** AIM 1 **
List every color the smartwatch review says the watch comes in.

---------- GIVEN PASSAGE ----------

3 Reasons Why Polar Ignite 3 Smartwatch Is Not For Me

I’m late to the game on this review. I’ve had this watch for a while, like two months now, and I’ve had a lot of experience with it. There are some things I really like about Polar Ignite 3 and others I don’t.

However, I’ve just been so busy I have yet to write this review, and that’s what I’m doing today. So this review is going to be in a different format. In most of my reviews, I go deep through all the menu systems and every little setting. I’m not going to do that here because this watch is very similar to many other Polar watches, like the Polar Vantage V2 and the Polar Grid X I have.

They’re all similar, so I’ll be wasting your time going through all the settings, menus, and things like that in this review. Instead, I will focus on things I like about this watch and some glaring issues with Polar Ignite 3.

Pricing and Options for Polar Ignite 3

The first topic I want to discuss on the Polar Ignite 3 is pricing and options. The watch comes at $329 in the USA and has four colors. You’ve got beige, purple, black, and brown copper. So there’s a color for everybody with pricing and options out of the way.

Polar Ignite 3 Compared to Polar Ignite 2

I’m briefly going through what’s the same on the Polar Ignite 3 compared to the Polar Ignite 2 or something like the Polar Vantage V2. The Polar Ignite 3 has the same user interface as all older Polar watches. This is something I wish they would change. It is the same as the previous version, which is good if you’re used to Polar watches, but it could be bad if you’re looking for an update or a refresh.

---------- RECORDS FOR THE TASK ----------

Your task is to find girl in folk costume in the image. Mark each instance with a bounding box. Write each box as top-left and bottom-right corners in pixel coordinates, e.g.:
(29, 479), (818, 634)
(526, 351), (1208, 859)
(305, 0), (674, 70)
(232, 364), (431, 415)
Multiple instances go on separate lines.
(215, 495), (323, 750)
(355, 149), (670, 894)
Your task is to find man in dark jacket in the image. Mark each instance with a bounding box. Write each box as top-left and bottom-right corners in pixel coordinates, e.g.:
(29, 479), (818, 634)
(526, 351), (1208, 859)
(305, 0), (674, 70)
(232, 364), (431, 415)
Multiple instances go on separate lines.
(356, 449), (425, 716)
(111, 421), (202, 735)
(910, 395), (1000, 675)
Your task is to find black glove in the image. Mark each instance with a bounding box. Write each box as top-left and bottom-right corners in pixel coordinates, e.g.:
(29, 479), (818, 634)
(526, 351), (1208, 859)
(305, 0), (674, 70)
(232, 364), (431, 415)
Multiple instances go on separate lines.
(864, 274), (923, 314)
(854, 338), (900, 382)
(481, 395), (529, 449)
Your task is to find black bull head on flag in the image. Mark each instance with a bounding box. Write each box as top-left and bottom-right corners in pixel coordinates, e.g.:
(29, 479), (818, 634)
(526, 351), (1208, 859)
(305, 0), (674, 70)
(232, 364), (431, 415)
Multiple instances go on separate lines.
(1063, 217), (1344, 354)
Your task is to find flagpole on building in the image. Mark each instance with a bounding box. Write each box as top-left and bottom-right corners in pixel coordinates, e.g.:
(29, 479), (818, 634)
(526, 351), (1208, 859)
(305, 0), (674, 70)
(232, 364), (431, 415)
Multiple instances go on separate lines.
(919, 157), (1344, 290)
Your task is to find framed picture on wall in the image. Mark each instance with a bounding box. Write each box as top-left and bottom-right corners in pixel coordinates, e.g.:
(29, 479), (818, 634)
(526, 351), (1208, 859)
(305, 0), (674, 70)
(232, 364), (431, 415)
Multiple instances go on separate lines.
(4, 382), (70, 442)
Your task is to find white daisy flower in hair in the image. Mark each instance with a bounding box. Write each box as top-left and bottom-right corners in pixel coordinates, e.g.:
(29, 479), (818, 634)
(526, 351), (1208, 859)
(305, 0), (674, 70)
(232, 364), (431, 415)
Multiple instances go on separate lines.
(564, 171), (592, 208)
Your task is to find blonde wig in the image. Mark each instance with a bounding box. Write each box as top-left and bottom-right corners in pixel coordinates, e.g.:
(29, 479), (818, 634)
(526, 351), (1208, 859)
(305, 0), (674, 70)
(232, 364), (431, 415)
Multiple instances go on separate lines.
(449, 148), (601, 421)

----------

** AIM 2 **
In the listing, copy the lines from the one containing "Your task is to find black bull" through the one containing "(4, 382), (70, 442)", inclusive, replacing "bounding box" with "rectangle" throughout and leaving everything else as it is.

** WRITTEN SOLUTION 1 **
beige, purple, black, brown copper

** WRITTEN SOLUTION 2 **
Your task is to find black bull head on flag in the image. Mark each instance with a rectangle. Write each box as top-left and bottom-right corners in pixel coordinates, e.g.:
(29, 479), (818, 634)
(526, 351), (1208, 859)
(305, 0), (674, 70)
(232, 364), (431, 415)
Multiple instances go on separate lines.
(1063, 217), (1344, 354)
Your task is to find flagpole on building in the image. Mark each instance with a rectangle. Write each box as top-left and bottom-right corners in pixel coordinates, e.g.:
(29, 479), (818, 634)
(526, 351), (1208, 859)
(305, 0), (674, 70)
(232, 364), (431, 415)
Multiple instances go on separate lines.
(919, 157), (1344, 290)
Your task is to find framed picture on wall in the image. Mark each instance with a rectangle. Write each box as top-left and bottom-right corners in pixel coordinates, e.g.:
(29, 479), (818, 634)
(526, 351), (1208, 859)
(305, 0), (674, 70)
(232, 364), (431, 415)
Multiple instances go on separate lines.
(4, 382), (70, 442)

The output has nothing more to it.